- _EXERCISE DATA_:
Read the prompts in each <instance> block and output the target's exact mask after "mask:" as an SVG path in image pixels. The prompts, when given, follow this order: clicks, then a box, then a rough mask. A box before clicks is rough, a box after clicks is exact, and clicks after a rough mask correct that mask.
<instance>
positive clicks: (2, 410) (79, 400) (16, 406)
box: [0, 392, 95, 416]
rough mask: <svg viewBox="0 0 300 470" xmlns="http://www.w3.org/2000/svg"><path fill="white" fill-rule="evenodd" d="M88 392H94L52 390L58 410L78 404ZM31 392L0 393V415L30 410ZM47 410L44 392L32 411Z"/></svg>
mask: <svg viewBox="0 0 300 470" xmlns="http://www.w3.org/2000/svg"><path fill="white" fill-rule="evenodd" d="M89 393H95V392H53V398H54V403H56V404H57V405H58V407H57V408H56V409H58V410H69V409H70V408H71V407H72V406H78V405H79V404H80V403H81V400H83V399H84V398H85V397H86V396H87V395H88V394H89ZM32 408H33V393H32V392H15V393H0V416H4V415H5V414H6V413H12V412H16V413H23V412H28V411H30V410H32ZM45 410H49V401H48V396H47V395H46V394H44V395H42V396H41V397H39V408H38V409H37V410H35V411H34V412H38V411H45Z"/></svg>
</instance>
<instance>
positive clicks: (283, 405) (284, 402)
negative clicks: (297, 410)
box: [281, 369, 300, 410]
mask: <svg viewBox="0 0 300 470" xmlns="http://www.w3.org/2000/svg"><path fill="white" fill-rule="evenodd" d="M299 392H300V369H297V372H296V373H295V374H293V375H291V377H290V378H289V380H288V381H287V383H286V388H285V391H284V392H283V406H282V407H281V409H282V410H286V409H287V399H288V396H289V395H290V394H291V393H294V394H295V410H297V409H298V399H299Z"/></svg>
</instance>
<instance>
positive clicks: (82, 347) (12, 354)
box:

- _THE TASK_: Rewrite the lines of the records above as a numbered list, omitting any blank lines.

- _PROBLEM SOLUTION_:
1. Read the prompts in each <instance> block and output the target's exact mask after "mask:" as an SVG path in image pixels. The prompts, when given, follow this order: clicks, then a box, then a rough mask. A box before clicks is rough, a box after clicks is exact, and clicks after a rough mask correct that mask.
2. <instance>
3. positive clicks: (2, 410) (79, 400) (16, 406)
4. box: [0, 392, 95, 416]
5. rough mask: <svg viewBox="0 0 300 470" xmlns="http://www.w3.org/2000/svg"><path fill="white" fill-rule="evenodd" d="M88 392H94L52 390L58 410L78 404ZM31 392L0 393V415L30 410ZM47 410L44 392L32 411Z"/></svg>
6. mask: <svg viewBox="0 0 300 470" xmlns="http://www.w3.org/2000/svg"><path fill="white" fill-rule="evenodd" d="M89 393H95V392H53V398H54V403H56V404H57V405H58V407H57V408H56V409H58V410H69V409H70V408H71V407H72V406H78V405H79V404H80V403H81V400H83V399H84V398H85V397H86V396H87V395H88V394H89ZM32 408H33V393H32V392H15V393H0V416H4V415H5V414H6V413H12V412H16V413H23V412H28V411H30V410H32ZM45 410H49V401H48V396H47V395H46V394H44V395H42V396H41V397H39V408H38V409H37V410H35V411H34V412H38V411H45Z"/></svg>
7. </instance>
8. <instance>
9. positive clicks: (283, 405) (284, 402)
10. negative clicks: (297, 410)
11. box: [281, 369, 300, 410]
12. mask: <svg viewBox="0 0 300 470" xmlns="http://www.w3.org/2000/svg"><path fill="white" fill-rule="evenodd" d="M299 392H300V369H297V372H296V373H295V374H293V375H291V377H290V378H289V380H288V381H287V383H286V388H285V391H284V392H283V406H282V407H281V409H282V410H286V409H287V399H288V396H289V395H290V394H291V393H294V394H295V410H297V409H298V399H299Z"/></svg>
13. </instance>
14. <instance>
15. positive clicks: (82, 347) (12, 354)
16. box:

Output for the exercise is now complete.